Text provided: Begin

Yet on Friday, the Kiggans campaign fired off a fundraising email titled, “Let’s talk about dementia.” What followed was shallow, self-serving malpractice.

“As the only geriatric nurse practitioner in Congress, what we’ve been seeing from Joe Biden has been heartbreaking,” the email grimly intones. “I took care of dementia patients for many years…I know that before they are officially diagnosed, so many are in denial of their symptoms.”

Biden’s debate performance was objectively terrible. Plenty of voters — even within the Democratic Party — believe it raised reasonable questions about his fitness for office. It’s also true that the early signs of dementia and Alzheimer’s can be imperceptible at first — a few forgetful moments or instances of confusion — but manifest ceaselessly over time.

The White House says Biden has undergone three physicals since taking office, which included neurological examinations, most recently in February. While he does exhibit signs of aging, including poor circulation in one of his legs, he has not been diagnosed with Parkinson’s disease, dementia or any similar degenerative neurological disorder.

Kiggans has never examined the president. Yet, writing in the first person, her email invokes her background as a geriatric nurse practitioner who “took care of dementia patients.” The email even includes a photo of her wearing a white coat, stethoscope hanging around her neck, to drive home the point that she is an expert in this field.

Text provided: End
Excerpted records: Begin

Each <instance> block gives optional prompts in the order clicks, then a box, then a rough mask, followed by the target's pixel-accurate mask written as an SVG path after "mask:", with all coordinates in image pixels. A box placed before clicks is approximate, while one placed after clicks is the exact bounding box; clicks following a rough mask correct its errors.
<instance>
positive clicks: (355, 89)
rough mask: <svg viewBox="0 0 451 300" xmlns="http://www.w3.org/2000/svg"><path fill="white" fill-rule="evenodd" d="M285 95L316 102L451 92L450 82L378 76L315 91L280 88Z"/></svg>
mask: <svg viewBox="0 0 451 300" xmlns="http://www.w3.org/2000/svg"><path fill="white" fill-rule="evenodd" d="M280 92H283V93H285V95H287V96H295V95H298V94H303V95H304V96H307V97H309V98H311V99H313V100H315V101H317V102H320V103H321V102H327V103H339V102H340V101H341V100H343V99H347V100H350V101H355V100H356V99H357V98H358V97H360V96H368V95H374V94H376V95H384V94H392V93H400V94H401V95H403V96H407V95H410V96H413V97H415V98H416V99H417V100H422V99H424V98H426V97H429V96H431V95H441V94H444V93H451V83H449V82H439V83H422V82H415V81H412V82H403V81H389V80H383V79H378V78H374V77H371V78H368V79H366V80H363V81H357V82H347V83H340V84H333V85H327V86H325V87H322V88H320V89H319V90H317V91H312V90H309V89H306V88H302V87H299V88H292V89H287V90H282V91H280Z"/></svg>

Excerpted records: End

Tasks =>
a: Copy everything in the editorial on the Kiggans email from "Yet on Friday, the" down to "ceaselessly over time.".
b: Name every specific disease that the editorial on the Kiggans email mentions by name.
c: Go on with the editorial on the Kiggans email from the point where it stops.
The listing plays no part in this work.

Numbered responses =>
a:
Yet on Friday, the Kiggans campaign fired off a fundraising email titled, “Let’s talk about dementia.” What followed was shallow, self-serving malpractice.

“As the only geriatric nurse practitioner in Congress, what we’ve been seeing from Joe Biden has been heartbreaking,” the email grimly intones. “I took care of dementia patients for many years…I know that before they are officially diagnosed, so many are in denial of their symptoms.”

Biden’s debate performance was objectively terrible. Plenty of voters — even within the Democratic Party — believe it raised reasonable questions about his fitness for office. It’s also true that the early signs of dementia and Alzheimer’s can be imperceptible at first — a few forgetful moments or instances of confusion — but manifest ceaselessly over time.

b: Dementia, Alzheimer's, Parkinson's disease

c:
It is curious, then, that the email follows with this: “Biden and the Democrats are attempting to cover up and deny his cognitive decline.” Again, the email is titled “Let’s talk about dementia,” so it can be read in no other way than Kiggans concluding the president of having dementia and accusing the White House and Democrats for covering it up.

Surely Kiggans knows that her chosen profession has for decades railed against making medical diagnoses without examining a patient first-hand. To do otherwise is reckless and dangerous. It violates the standards that medical professionals pledge to uphold.

For instance, the American Psychiatric Association said, “Armchair psychiatry or the use of psychiatry as a political tool is the misuse of psychiatry and is unacceptable and unethical.”

The APA emphasizes adherence to “The Goldwater Rule,” a principle originating in 1973 that instructs “physician members of the APA to refrain from publicly issuing professional medical opinions about individuals that they have not personally evaluated in a professional setting or context. Doing otherwise undermines the credibility and integrity of the profession and the physician-patient relationship.”

The APA issued that reminder in 2018 when plenty of medical professionals eagerly and recklessly offered their opinions on the health and mental state of then-President Donald Trump. What was true then, is true today — and Kiggans should know better.

There are plenty of honorable, reasonable ways to criticize this president and to call into question his fitness for office. Kiggans and others have readily voiced them. But by straying into medical assessments, and to do so while donning a white coat, in order to raise funds for reelection is beneath her. It insults her constituents and sullies her office.

As Arthur Caplan, founding head of the Division of Medical Ethics at NYU Grossman School of Medicine’s Department of Population Health, wisely suggests, “If you don’t like a political candidate, then go after their politics; don’t go after their health.”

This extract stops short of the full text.